Tally how many lines of the records below contain the string "blue". Reply with only that number.

···

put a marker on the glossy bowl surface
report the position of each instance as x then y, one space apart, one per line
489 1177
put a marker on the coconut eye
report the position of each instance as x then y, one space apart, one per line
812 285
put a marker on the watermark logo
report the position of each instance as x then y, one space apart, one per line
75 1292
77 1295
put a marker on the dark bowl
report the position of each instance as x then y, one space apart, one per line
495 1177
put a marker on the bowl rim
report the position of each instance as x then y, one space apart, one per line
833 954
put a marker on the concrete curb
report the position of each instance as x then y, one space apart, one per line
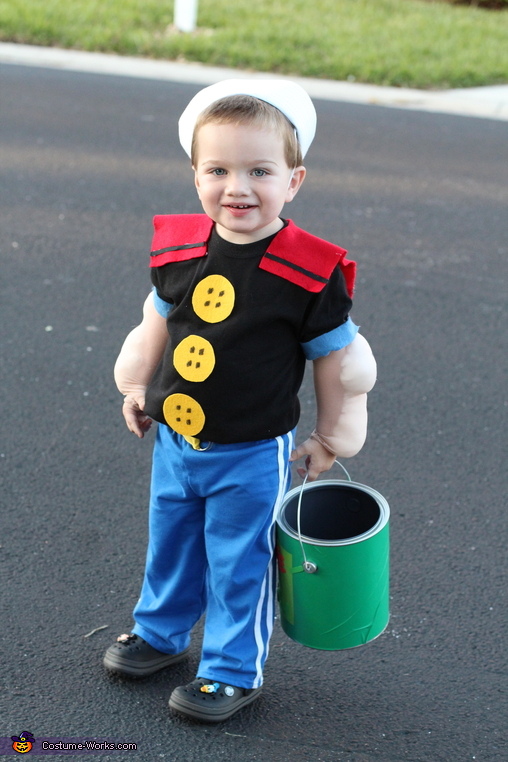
482 102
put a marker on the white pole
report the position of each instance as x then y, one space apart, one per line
186 12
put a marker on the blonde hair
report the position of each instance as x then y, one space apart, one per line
245 109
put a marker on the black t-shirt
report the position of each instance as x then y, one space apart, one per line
234 363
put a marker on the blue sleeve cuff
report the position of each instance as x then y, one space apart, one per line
338 338
162 307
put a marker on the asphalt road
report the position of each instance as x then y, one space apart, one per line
420 202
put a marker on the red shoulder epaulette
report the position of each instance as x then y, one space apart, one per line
178 237
294 254
306 260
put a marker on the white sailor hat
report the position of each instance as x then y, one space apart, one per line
285 95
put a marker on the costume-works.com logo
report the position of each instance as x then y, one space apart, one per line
23 743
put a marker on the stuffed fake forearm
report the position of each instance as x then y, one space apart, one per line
342 380
140 354
141 351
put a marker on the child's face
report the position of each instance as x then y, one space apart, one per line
243 180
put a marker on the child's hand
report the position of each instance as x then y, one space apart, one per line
318 459
136 420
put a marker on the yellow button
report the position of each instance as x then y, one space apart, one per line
213 299
183 414
194 358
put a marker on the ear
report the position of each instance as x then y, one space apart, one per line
295 183
196 180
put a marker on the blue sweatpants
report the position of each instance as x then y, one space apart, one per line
211 549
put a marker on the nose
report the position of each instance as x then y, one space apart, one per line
237 184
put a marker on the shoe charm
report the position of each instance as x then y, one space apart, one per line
210 688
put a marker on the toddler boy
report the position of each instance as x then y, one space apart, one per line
241 299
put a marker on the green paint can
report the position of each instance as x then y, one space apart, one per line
333 558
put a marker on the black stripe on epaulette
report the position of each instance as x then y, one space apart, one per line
177 248
296 267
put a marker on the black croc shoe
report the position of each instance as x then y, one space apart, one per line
133 656
207 701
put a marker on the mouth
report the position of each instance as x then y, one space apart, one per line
239 210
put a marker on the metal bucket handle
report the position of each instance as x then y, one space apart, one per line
308 566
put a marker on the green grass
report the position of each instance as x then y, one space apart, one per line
410 43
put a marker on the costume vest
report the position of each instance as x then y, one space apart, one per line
239 315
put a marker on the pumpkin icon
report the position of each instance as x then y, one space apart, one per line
23 743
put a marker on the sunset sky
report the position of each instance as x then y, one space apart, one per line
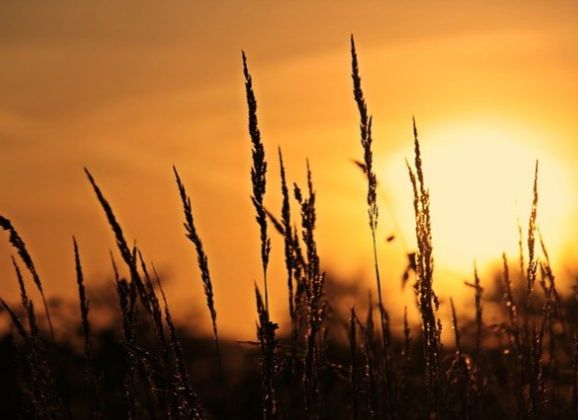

···

RESULT OF THE EXERCISE>
2